§ TASK TO CARRY OUT
Could you format every line of the records below as a numbered list, leaving out any blank lines?

(Location annotation dataset excerpts)
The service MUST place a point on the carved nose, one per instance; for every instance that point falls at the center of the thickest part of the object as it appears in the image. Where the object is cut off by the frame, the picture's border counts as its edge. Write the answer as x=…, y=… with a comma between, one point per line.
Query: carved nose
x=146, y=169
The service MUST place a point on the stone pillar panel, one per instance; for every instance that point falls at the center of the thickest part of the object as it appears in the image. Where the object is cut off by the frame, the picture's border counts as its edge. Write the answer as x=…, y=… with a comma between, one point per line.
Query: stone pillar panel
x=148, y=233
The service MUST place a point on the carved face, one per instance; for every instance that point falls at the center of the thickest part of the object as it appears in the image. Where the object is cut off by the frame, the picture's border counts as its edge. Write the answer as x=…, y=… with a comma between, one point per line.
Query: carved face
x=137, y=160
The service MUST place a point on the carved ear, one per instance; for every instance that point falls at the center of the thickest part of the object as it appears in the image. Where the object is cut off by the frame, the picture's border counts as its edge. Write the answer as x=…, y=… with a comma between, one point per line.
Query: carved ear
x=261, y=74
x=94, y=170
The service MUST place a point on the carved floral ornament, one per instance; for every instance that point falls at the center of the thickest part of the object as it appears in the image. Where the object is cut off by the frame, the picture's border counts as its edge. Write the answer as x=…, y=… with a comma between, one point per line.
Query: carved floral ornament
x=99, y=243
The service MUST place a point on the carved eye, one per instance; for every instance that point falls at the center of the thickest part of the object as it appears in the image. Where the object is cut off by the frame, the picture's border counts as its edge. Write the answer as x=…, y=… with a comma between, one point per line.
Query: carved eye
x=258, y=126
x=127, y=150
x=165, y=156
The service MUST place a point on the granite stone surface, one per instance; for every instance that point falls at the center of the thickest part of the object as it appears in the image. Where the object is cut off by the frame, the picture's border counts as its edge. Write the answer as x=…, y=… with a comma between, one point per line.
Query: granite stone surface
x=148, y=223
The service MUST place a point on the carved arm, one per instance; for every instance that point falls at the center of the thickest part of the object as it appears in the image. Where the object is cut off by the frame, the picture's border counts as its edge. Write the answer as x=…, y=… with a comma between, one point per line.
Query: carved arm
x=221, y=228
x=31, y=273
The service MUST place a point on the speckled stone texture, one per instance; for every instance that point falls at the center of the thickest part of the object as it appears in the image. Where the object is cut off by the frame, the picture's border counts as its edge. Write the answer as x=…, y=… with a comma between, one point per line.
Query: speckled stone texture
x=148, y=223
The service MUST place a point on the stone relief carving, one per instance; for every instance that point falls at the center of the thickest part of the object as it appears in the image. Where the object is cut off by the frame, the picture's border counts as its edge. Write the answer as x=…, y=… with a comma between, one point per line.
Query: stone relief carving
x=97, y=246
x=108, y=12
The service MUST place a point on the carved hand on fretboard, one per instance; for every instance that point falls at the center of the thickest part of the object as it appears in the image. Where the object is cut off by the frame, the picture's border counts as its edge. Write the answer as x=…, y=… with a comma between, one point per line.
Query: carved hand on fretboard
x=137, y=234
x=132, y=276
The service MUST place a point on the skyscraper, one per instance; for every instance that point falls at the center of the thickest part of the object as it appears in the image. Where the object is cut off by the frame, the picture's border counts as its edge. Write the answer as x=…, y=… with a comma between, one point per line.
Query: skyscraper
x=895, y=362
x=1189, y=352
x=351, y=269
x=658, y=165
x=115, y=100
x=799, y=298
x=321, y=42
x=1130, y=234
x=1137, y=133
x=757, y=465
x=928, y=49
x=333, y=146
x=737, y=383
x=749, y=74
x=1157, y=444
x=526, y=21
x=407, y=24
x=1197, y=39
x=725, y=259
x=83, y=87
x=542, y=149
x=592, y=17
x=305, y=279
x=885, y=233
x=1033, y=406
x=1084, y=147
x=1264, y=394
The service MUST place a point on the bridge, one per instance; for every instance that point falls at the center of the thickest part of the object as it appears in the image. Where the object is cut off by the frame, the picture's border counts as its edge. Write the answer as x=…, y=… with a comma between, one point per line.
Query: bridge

§ FULL ANSWER
1. The service MUST place a point on the carved nose, one per instance; for every instance that point falls at the center of the thickest part of the object as it appears in the image. Where the object is cut off by the frame, the picture's border counts as its edge. Write the answer as x=…, y=… with a comma between, one point per line.
2. Query: carved nose
3. x=146, y=169
4. The service MUST place a point on the stone pillar panel, one per instance; for every instance that point falls at the center of the thickest part of the object as it appears in the image. Where the object is cut off by the frame, the picture's border counts as its edge. Write the answer as x=…, y=… with a comma between, one point per line.
5. Query: stone pillar panel
6. x=148, y=233
7. The service MUST place a point on the carved face, one per instance; for every instance that point falls at the center of the thickest part of the object as it appears in the image. Where the object is cut off by the frame, the picture's border counts as its edge. Write the answer as x=…, y=… with a comma between, one point per line.
8. Query: carved face
9. x=137, y=160
10. The service MUST place a point on the carved ear, one per instance; for every instance that point falls at the center of the thickest part of the object as it appears in the image. Where the object is cut off by the frame, the picture's border counts as its edge. Write the answer as x=…, y=… with a comma between, one point per line.
11. Query: carved ear
12. x=261, y=74
13. x=94, y=170
14. The service MUST place a point on the carved floral ornament, one per instance; for every instance that point falls at the center of the thickest part of the object as it appears in the image. Where the object is cut off by the frame, the picture's border counts as its edge. Write the answer as x=…, y=… with a comma between, one point per line.
15. Query: carved floral ornament
16. x=99, y=243
17. The service MUST place a point on the carved eye, one per instance; for every instance that point falls at the center of the thickest part of the object as it appears in the image. Where the object is cut off by the frame, the picture's border counts as its edge. Write the answer as x=…, y=… with a comma between, one point per line.
18. Query: carved eye
19. x=258, y=126
20. x=127, y=150
21. x=165, y=156
22. The service MUST place a point on the granite stone surface, one per instance; for every instance that point falls at the center of the thickest part of the object as it appears in the image. Where the object is cut off by the frame, the picture's border counts as its edge. Write the answer as x=…, y=… with a comma between, one point per line.
23. Query: granite stone surface
24. x=148, y=223
25. The service MUST place a point on the carved arm, one per instance; for every instance that point falls at the center of the thickest part of the object as it appears in the image. Where the object is cut off by the frame, the picture's border counts as its edge. Write the answer as x=…, y=… with a comma between, one point per line.
26. Query: carved arm
27. x=221, y=228
28. x=31, y=273
29. The service MUST place a point on the speckled stone texture, one per instance; for every instance that point falls at the center of the thickest part of the object as it appears in the image. Where the object is cut off by the frame, the picture's border counts as its edge. Write the answer as x=…, y=… with a comma between, one point per line.
30. Query: speckled stone texture
31. x=148, y=223
32. The service MUST place a point on the stone relief carving, one per instance; for every instance that point falls at the center of the thickest part of the object as it appears in the image. Where the object is cut off by the frame, the picture's border counts as its edge. Write the answer as x=…, y=… with a comma between, one point per line.
33. Query: stone relief carving
34. x=97, y=246
35. x=108, y=12
36. The service MUST place a point on the carved hand on fretboard, one per instance; for every instance that point falls at the center of the thickest part of the object as it appears in the image. Where the object is cut off by the frame, the picture's border counts as its edge. Write the answer as x=…, y=… with a comma between, one point per line.
37. Query: carved hand on fretboard
38. x=137, y=234
39. x=132, y=276
40. The service MUST place a point on the skyscraper, one per instance; for every instance that point falls at the center of the thickest part of the object as it appears in the image. Where the object is cut off by the frame, the picture's border counts as its edge. Write the answer as x=…, y=… with a comma between, one point per line.
41. Query: skyscraper
42. x=895, y=362
43. x=1189, y=352
44. x=351, y=269
45. x=658, y=165
46. x=115, y=100
47. x=799, y=298
48. x=321, y=42
49. x=1130, y=234
50. x=1137, y=133
51. x=757, y=465
52. x=928, y=49
53. x=333, y=146
54. x=737, y=383
55. x=749, y=74
56. x=1157, y=444
57. x=526, y=21
58. x=407, y=24
59. x=1197, y=39
60. x=725, y=259
61. x=83, y=87
62. x=542, y=149
63. x=592, y=17
64. x=305, y=279
65. x=885, y=233
66. x=1033, y=406
67. x=1084, y=147
68. x=1264, y=394
69. The service MUST place a point on the bridge, one per instance; for every instance that point falls at the center of the thickest part of the object as it appears in the image. Where the object is cut off by the frame, the picture's border counts as its edge. Write the answer as x=…, y=… with a comma between, one point per line.
70. Query: bridge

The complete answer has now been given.